##### Dataset records #####

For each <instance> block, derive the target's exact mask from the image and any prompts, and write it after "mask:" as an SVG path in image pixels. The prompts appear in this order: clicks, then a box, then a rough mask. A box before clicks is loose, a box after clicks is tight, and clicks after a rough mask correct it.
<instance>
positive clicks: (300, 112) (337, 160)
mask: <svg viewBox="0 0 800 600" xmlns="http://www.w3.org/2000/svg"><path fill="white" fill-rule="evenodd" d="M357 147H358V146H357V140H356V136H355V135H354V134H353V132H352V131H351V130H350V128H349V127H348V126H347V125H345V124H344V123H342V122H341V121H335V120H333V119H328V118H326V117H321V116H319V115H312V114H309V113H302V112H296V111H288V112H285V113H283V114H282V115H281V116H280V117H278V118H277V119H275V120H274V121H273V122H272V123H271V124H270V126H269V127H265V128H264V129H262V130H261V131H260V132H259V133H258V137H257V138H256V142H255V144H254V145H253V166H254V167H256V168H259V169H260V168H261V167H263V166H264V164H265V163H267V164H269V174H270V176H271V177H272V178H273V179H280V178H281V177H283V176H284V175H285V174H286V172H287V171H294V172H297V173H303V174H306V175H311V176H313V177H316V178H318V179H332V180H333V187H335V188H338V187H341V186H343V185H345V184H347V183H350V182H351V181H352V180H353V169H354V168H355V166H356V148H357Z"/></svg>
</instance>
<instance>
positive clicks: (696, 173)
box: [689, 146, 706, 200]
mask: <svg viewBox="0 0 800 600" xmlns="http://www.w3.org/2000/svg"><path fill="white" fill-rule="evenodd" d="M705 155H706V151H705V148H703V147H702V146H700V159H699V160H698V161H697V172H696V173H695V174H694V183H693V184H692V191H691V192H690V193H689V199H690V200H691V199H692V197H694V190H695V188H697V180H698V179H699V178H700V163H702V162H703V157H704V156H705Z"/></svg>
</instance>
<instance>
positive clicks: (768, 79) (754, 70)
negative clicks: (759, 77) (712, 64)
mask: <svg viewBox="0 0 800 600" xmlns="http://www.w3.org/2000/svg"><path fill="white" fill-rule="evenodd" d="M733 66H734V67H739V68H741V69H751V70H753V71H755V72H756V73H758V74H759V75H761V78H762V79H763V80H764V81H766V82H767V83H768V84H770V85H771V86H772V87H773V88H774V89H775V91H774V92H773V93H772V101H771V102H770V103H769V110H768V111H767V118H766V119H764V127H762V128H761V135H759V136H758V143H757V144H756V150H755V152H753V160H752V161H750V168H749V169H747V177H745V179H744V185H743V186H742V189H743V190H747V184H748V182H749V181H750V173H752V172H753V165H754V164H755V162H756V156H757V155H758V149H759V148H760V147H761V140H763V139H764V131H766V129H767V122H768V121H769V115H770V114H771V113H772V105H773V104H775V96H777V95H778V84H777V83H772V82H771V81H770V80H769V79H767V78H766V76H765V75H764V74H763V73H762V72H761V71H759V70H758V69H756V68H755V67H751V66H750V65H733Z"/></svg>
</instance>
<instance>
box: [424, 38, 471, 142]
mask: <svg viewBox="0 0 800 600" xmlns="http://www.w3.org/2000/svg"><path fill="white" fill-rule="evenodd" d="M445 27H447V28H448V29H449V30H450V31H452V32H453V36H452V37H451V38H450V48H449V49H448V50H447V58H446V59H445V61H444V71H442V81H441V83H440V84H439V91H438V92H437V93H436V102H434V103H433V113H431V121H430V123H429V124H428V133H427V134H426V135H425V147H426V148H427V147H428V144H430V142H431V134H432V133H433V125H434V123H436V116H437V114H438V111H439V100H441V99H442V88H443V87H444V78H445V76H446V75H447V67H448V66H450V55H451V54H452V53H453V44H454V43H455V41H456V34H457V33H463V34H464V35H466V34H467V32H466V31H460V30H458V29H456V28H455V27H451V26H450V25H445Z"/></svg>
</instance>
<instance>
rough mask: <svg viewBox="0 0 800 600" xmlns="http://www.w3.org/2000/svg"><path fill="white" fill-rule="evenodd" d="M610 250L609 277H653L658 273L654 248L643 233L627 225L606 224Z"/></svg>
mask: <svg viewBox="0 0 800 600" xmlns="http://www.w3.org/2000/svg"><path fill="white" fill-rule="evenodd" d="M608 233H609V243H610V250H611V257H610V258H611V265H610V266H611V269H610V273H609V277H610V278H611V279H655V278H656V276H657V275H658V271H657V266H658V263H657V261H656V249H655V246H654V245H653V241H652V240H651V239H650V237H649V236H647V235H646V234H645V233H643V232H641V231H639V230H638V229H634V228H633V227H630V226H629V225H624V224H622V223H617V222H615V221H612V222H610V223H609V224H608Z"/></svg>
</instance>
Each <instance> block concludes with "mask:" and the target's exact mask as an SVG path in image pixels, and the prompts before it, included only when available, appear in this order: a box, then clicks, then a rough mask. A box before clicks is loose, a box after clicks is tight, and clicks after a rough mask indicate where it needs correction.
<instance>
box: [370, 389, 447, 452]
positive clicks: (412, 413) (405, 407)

#####

Task statement>
The expected response is the full set of records, reproduced exactly.

Answer space>
For each <instance> block, derive the target's exact mask from the image and any prompts, and write it after "mask:" as an SVG path in image pixels. The prompts appear in this order: clicks, then a box, then a rough mask. A box before clicks is loose, a box after clicks is tight, and clicks after a rough mask correct it.
<instance>
positive clicks: (300, 112) (337, 160)
mask: <svg viewBox="0 0 800 600" xmlns="http://www.w3.org/2000/svg"><path fill="white" fill-rule="evenodd" d="M357 147H358V146H357V140H356V136H355V135H354V134H353V132H352V131H351V130H350V128H349V127H348V126H347V125H345V124H344V123H342V122H341V121H335V120H333V119H328V118H326V117H321V116H319V115H312V114H309V113H302V112H296V111H288V112H285V113H283V114H282V115H281V116H280V117H278V118H277V119H275V120H274V121H273V122H272V123H271V124H270V126H269V127H265V128H264V129H262V130H261V131H260V132H259V133H258V137H257V138H256V142H255V144H254V145H253V166H254V167H256V168H259V169H260V168H261V167H263V166H264V164H265V163H267V164H269V174H270V176H271V177H272V178H273V179H280V178H281V177H283V176H284V175H285V174H286V172H287V171H294V172H297V173H303V174H306V175H311V176H313V177H316V178H318V179H332V180H333V187H335V188H338V187H341V186H343V185H345V184H347V183H350V182H351V181H352V180H353V169H354V168H355V166H356V148H357Z"/></svg>
</instance>
<instance>
positive clicks: (696, 173)
box: [689, 146, 706, 200]
mask: <svg viewBox="0 0 800 600" xmlns="http://www.w3.org/2000/svg"><path fill="white" fill-rule="evenodd" d="M705 155H706V151H705V148H703V147H702V146H700V159H699V160H698V161H697V172H696V173H695V174H694V183H693V184H692V191H691V192H690V193H689V199H690V200H691V199H692V197H694V190H695V188H697V180H698V179H699V178H700V163H702V162H703V157H704V156H705Z"/></svg>
</instance>
<instance>
positive clicks: (768, 79) (754, 70)
negative clicks: (759, 77) (712, 64)
mask: <svg viewBox="0 0 800 600" xmlns="http://www.w3.org/2000/svg"><path fill="white" fill-rule="evenodd" d="M733 66H734V67H739V68H741V69H751V70H753V71H755V72H756V73H758V74H759V75H761V78H762V79H763V80H764V81H766V82H767V83H768V84H770V85H771V86H772V87H773V88H774V89H775V91H774V92H773V93H772V101H771V102H770V103H769V110H768V111H767V118H766V119H764V127H762V128H761V135H759V136H758V143H757V144H756V150H755V152H753V160H752V161H750V168H749V169H747V177H745V179H744V185H743V186H742V189H743V190H747V184H748V182H749V181H750V173H752V172H753V165H754V164H755V162H756V156H757V155H758V149H759V148H760V147H761V140H763V139H764V131H766V129H767V122H768V121H769V115H770V114H771V113H772V105H773V104H775V96H777V95H778V84H777V83H772V82H771V81H770V80H769V79H767V78H766V76H765V75H764V74H763V73H762V72H761V71H759V70H758V69H756V68H755V67H751V66H750V65H733Z"/></svg>
</instance>
<instance>
box: [424, 38, 471, 142]
mask: <svg viewBox="0 0 800 600" xmlns="http://www.w3.org/2000/svg"><path fill="white" fill-rule="evenodd" d="M445 27H447V28H448V29H449V30H450V31H452V32H453V36H452V37H451V38H450V48H449V49H448V50H447V58H446V59H445V61H444V71H442V81H441V83H440V84H439V91H438V92H437V93H436V102H434V103H433V113H431V121H430V123H429V124H428V133H427V134H426V135H425V147H426V148H427V147H428V144H430V142H431V134H432V133H433V125H434V123H436V116H437V114H438V111H439V100H441V99H442V88H443V87H444V78H445V76H446V75H447V67H448V66H450V55H451V54H452V53H453V44H454V43H455V41H456V34H457V33H463V34H464V35H466V34H467V32H466V31H460V30H458V29H456V28H455V27H451V26H450V25H445Z"/></svg>
</instance>
<instance>
rough mask: <svg viewBox="0 0 800 600" xmlns="http://www.w3.org/2000/svg"><path fill="white" fill-rule="evenodd" d="M610 250L609 277H653L658 273L654 248L643 233L627 225L606 224Z"/></svg>
mask: <svg viewBox="0 0 800 600" xmlns="http://www.w3.org/2000/svg"><path fill="white" fill-rule="evenodd" d="M608 233H609V243H610V250H611V257H610V258H611V265H610V266H611V269H610V273H609V277H610V278H611V279H655V278H656V276H657V275H658V271H657V266H658V263H657V261H656V249H655V246H654V245H653V241H652V240H651V239H650V237H649V236H647V235H646V234H645V233H643V232H641V231H639V230H638V229H634V228H633V227H630V226H629V225H624V224H622V223H617V222H615V221H612V222H610V223H609V224H608Z"/></svg>
</instance>
Each <instance> block concludes with "mask:" and the target's exact mask as an SVG path in image pixels, and the prompts before it, included only when available, appear in this order: a box, then clicks, then a rough mask. A box before clicks is loose, a box after clicks is tight, and clicks after a rough mask indicate where it needs correction.
<instance>
box: [370, 389, 447, 452]
positive clicks: (412, 413) (405, 407)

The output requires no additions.